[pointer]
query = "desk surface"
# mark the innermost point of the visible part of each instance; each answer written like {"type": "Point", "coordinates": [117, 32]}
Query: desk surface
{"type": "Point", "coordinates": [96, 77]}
==================================================
• **WHAT TO PRODUCE**: Copy exactly the lines from the one with "# mark the innermost" through the last line of the material, keeping both ends.

• **SOLUTION TO THIS EXERCISE**:
# mark the innermost point of the visible part of each instance; each answer written like {"type": "Point", "coordinates": [117, 32]}
Query: desk surface
{"type": "Point", "coordinates": [96, 77]}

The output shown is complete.